**** Data for processing
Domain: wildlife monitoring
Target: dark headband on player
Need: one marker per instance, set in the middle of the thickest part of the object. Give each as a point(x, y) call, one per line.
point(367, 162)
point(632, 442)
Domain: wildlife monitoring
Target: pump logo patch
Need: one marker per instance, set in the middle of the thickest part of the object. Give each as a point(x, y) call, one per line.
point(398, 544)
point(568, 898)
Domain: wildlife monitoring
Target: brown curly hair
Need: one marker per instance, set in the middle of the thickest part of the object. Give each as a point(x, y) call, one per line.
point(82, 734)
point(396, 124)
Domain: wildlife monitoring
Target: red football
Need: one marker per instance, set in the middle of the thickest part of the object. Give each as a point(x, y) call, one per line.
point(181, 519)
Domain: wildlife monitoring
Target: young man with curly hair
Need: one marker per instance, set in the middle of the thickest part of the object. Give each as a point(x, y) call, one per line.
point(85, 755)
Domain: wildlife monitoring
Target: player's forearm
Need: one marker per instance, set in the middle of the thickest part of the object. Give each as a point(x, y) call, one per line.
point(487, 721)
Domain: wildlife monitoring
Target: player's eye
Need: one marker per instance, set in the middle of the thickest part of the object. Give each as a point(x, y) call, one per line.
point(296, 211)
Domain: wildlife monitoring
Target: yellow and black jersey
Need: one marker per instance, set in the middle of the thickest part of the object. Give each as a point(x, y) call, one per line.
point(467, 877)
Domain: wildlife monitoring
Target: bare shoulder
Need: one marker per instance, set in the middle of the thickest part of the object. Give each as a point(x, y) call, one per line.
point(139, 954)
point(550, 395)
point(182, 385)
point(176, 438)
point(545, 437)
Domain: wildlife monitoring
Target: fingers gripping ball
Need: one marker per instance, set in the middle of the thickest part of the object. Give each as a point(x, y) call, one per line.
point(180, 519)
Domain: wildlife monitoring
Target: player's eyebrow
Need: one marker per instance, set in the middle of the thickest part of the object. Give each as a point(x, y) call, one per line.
********
_Task description_
Update the records above by replacing each "wildlife monitoring" with "sports photography", leaving everything else unchanged.

_Answer below_
Domain: sports photography
Target: dark headband on player
Need: one marker per instance, set in the middle of the thickest part of the object. Give each as a point(x, y) call, one per line.
point(367, 162)
point(632, 442)
Domain: sports photography
Target: pump logo patch
Need: one marker per instance, set in the middle of the thickest part of the object. Give each as a point(x, y) call, one per line.
point(398, 544)
point(568, 898)
Domain: sports photography
Target: brown curly hair
Need: one marker per instance, set in the middle of the thickest part of the object. Give each as a point(x, y) call, one per line.
point(82, 734)
point(396, 124)
Domain: sports photography
Target: red football
Need: one marker per instance, set in the middle of the thickest part of the object. Give each as a point(x, y) call, one per line.
point(181, 519)
Domain: sports photography
Target: young man with curly hair
Need: one marker per instance, set in the middle of the thickest part of the object. Give each as a point(x, y) call, one per line.
point(85, 755)
Domain: sports photography
Target: player's forearm
Need: one marker per instance, set in the middle of the thickest part of the object. Give each as a point(x, y) call, one per line.
point(487, 721)
Domain: sports photography
Target: player's eye
Need: one marker per instance, set in the middle of the thickest part of the object. Give each as a point(x, y) call, one per line.
point(296, 211)
Domain: sports photography
Target: yellow and black jersey
Need: one marker per instance, set in the middle of the thickest part of the object. Give each as a point(x, y) call, one per line.
point(467, 877)
Domain: sports photography
Target: bare shoulder
Need: one marker per instance, set in the middle of the thickest part of the object. Give each as a point(x, y) call, one per line.
point(139, 954)
point(550, 395)
point(182, 385)
point(176, 438)
point(545, 437)
Domain: sports photography
Target: fingers gripping ball
Need: one marker per instance, set in the middle of the thickest part of the object. Give each as a point(x, y) call, one per line.
point(180, 519)
Domain: sports photography
Target: player's eyebrow
Need: one marker per instance, set in the middle of the thickest part of the object. Give each as a point(x, y) call, one per line.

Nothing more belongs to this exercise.